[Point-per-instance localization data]
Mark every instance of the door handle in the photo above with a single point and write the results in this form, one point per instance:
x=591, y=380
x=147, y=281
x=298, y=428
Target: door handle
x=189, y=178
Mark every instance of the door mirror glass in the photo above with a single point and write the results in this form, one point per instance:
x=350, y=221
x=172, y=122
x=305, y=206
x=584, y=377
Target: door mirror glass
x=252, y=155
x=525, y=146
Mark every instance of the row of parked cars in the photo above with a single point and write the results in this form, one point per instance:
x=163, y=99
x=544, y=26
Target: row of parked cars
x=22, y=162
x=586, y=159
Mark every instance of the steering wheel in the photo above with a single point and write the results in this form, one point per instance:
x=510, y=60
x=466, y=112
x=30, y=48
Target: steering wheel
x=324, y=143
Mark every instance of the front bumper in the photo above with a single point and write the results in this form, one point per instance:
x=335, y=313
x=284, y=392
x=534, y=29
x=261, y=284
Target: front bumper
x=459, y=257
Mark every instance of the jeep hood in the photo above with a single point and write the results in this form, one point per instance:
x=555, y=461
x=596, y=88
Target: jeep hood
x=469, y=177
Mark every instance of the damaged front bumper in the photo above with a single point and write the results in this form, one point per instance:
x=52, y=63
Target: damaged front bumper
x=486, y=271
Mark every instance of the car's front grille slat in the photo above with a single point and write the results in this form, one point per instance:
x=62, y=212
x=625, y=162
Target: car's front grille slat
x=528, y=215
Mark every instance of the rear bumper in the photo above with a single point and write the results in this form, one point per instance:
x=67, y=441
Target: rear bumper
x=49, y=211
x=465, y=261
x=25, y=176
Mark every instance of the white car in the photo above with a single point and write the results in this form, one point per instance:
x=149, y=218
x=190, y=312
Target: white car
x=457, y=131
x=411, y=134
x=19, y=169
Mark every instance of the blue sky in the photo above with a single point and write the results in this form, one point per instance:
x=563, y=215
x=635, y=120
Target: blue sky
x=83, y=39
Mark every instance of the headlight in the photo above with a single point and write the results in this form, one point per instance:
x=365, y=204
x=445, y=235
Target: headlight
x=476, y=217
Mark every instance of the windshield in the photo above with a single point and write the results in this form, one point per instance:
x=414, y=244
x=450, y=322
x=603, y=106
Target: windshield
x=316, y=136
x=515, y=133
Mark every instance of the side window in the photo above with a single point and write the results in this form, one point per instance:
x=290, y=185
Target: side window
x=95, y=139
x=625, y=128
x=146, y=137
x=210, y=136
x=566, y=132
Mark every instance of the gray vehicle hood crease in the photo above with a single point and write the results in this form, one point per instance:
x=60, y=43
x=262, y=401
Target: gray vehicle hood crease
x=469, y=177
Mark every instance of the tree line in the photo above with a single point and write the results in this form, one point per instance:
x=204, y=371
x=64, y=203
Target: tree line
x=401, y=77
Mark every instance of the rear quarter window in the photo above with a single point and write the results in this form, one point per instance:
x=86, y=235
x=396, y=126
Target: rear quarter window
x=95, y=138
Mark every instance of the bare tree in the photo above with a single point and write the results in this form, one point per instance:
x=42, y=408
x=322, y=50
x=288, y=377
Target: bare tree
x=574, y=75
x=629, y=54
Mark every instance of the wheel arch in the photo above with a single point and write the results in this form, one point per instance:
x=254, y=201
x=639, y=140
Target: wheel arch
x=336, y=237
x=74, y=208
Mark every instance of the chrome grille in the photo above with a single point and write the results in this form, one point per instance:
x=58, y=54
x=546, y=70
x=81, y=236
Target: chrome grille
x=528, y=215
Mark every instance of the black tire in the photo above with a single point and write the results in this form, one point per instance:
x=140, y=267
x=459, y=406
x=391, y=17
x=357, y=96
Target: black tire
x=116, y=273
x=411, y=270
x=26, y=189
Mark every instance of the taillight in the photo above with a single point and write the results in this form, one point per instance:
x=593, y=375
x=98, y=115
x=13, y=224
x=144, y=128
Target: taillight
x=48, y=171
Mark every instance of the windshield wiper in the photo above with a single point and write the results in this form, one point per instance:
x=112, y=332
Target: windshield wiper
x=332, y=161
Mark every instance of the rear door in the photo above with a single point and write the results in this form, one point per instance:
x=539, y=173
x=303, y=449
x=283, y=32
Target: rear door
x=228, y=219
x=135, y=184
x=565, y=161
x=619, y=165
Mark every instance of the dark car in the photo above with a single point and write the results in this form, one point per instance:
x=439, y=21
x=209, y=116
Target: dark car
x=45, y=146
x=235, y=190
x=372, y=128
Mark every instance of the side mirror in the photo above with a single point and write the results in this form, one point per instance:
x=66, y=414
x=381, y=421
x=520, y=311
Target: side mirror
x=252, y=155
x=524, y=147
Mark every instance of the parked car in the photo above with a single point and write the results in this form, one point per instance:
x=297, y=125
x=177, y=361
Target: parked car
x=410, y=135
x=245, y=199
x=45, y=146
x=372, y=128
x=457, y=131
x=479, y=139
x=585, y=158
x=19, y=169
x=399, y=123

**Problem to work on**
Each line of the data should be transcribed exactly.

**Answer box**
Mark every instance of the door handle in the photo above with a single point and write the results in this form, one point per instance:
x=591, y=380
x=147, y=281
x=298, y=428
Target: door handle
x=189, y=178
Mark every instance of the door mirror glass in the photo above with a single point and write the results in this form, one point per instance:
x=350, y=221
x=172, y=122
x=305, y=206
x=584, y=377
Target: door mirror glass
x=252, y=155
x=525, y=146
Mark every instance of the row of parked cars in the photo above with a single point and write the results in this form, one point per instance:
x=163, y=99
x=544, y=26
Target: row of parked cars
x=22, y=162
x=586, y=159
Mark every instance of the steering wheel in the photo above with a single point and write the results in this form, one point per instance:
x=510, y=60
x=466, y=112
x=30, y=48
Target: steering wheel
x=324, y=143
Mark every instance of the front bumper in the photo above with a single point and write the results in this form, one point per instance:
x=335, y=313
x=284, y=392
x=534, y=29
x=261, y=284
Target: front bumper
x=459, y=257
Mark every instance of the jeep hood in the photo above with a single point and write the results in this form, one point per instance:
x=555, y=461
x=596, y=88
Target: jeep hood
x=469, y=177
Mark every instance of the damaged front bumper in the photo above with a single point and write the results in this form, one point per instance:
x=52, y=63
Target: damaged front bumper
x=486, y=271
Mark every instance of the car's front grille slat in the photo above with a single point and write the results in this form, one point per instance:
x=62, y=212
x=625, y=162
Target: car's front grille slat
x=528, y=215
Mark every instance of the rear bumper in the photo above with a single point and write the results in this form, one point per instance:
x=67, y=441
Target: rear bumper
x=49, y=211
x=465, y=261
x=25, y=176
Mark every instance of the white car in the photo above with a single point and write the results in this form, one point per instance:
x=149, y=218
x=190, y=312
Target: white car
x=457, y=131
x=411, y=134
x=19, y=169
Mark every instance of the blue sky in the photo above with a single point and write the results in this form, one point per instance:
x=563, y=215
x=635, y=120
Target: blue sky
x=83, y=39
Mark every instance of the headlight in the photo above with a single point and write the results in this form, one point per instance:
x=365, y=204
x=445, y=235
Target: headlight
x=476, y=217
Mark every instance of the windshield in the photo above with a single point and write the results in this form, one point per instance:
x=414, y=244
x=450, y=322
x=603, y=106
Target: windshield
x=316, y=136
x=515, y=133
Mark every instance of the side window in the photo above with a single point and write the results in this form, one point per instance:
x=290, y=185
Target: side window
x=95, y=139
x=625, y=128
x=146, y=137
x=210, y=136
x=566, y=132
Mark every instance of the gray vehicle hood crease in the photo above with a single point and write the results in this form, one point per instance:
x=60, y=43
x=262, y=401
Target: gray vehicle hood crease
x=469, y=177
Mark every instance of the tree line in the photo above with a single point and write the results in this form, one point per instance:
x=204, y=371
x=64, y=203
Target: tree line
x=401, y=77
Mark every instance of the rear quarter window in the photo above with a single point and write the results in this form, one point per instance:
x=86, y=235
x=396, y=126
Target: rear quarter window
x=95, y=138
Mark every instance of the bare tree in the photo above with a single point and write the results in this form, one point per instance:
x=42, y=408
x=322, y=50
x=288, y=377
Target: bare tree
x=574, y=75
x=629, y=54
Mark every instance of the wheel arch in the photo above with a single point and write the results in this form, one point per instance:
x=254, y=201
x=639, y=140
Target: wheel arch
x=336, y=237
x=74, y=208
Mark every instance of the chrome grille in the photo above with a single point and write the results in this form, one point per instance:
x=58, y=54
x=546, y=70
x=81, y=236
Target: chrome grille
x=528, y=215
Mark every instance of the black tire in the photo above with a single point and write the results in this form, one point per instance:
x=140, y=267
x=459, y=406
x=391, y=17
x=357, y=96
Target: black tire
x=116, y=273
x=411, y=270
x=26, y=189
Mark every instance of the taillight in the photo above with a single point and write the results in this form, one point per instance:
x=593, y=375
x=98, y=115
x=13, y=224
x=144, y=128
Target: taillight
x=48, y=171
Mark every instance of the windshield wiper in the photo above with a single point and write the results in this form, one point per instance:
x=112, y=332
Target: windshield wiper
x=332, y=161
Mark every instance of the rear door in the photo above with a single point and write the results in this form, one point per instance:
x=539, y=173
x=303, y=449
x=283, y=32
Target: rear door
x=228, y=219
x=135, y=184
x=565, y=161
x=619, y=165
Mark every instance of the dark car in the photo above with a single point and write the results in this form, one point per instance:
x=439, y=21
x=209, y=116
Target: dark car
x=45, y=146
x=235, y=190
x=372, y=128
Mark every instance of the side mirror in the photo above with a single point and write the results in this form, one point per instance:
x=66, y=414
x=381, y=421
x=520, y=311
Target: side mirror
x=252, y=155
x=524, y=147
Mark every instance of the parked car in the photo above with a single point and write the results in this form, one point per instance:
x=297, y=125
x=177, y=361
Target: parked car
x=410, y=135
x=245, y=199
x=45, y=146
x=372, y=128
x=457, y=131
x=479, y=139
x=585, y=158
x=19, y=169
x=399, y=123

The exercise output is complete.